Report each line of the records below that contains the word "tree", copying every such line in full.
============
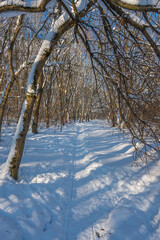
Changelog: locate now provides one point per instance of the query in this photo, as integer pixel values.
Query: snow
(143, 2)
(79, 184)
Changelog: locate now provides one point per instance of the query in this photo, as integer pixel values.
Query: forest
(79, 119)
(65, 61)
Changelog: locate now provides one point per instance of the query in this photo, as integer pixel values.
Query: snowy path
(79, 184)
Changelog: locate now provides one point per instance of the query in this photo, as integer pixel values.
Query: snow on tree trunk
============
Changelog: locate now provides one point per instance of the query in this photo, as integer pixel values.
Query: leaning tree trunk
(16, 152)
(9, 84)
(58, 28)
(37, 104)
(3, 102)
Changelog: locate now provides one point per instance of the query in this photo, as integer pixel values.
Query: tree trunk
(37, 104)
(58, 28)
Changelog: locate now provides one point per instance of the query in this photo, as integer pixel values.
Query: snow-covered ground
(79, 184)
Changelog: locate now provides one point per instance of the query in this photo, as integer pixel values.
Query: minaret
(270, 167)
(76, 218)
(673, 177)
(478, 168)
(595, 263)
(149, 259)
============
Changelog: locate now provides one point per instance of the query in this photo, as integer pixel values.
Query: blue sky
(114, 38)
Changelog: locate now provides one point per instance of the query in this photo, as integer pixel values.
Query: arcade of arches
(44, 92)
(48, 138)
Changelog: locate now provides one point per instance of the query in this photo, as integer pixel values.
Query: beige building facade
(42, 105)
============
RESPONSE FOR THIS EXERCISE:
Query: snow on tree trunk
Query: leaning tree trunk
Query: tree trunk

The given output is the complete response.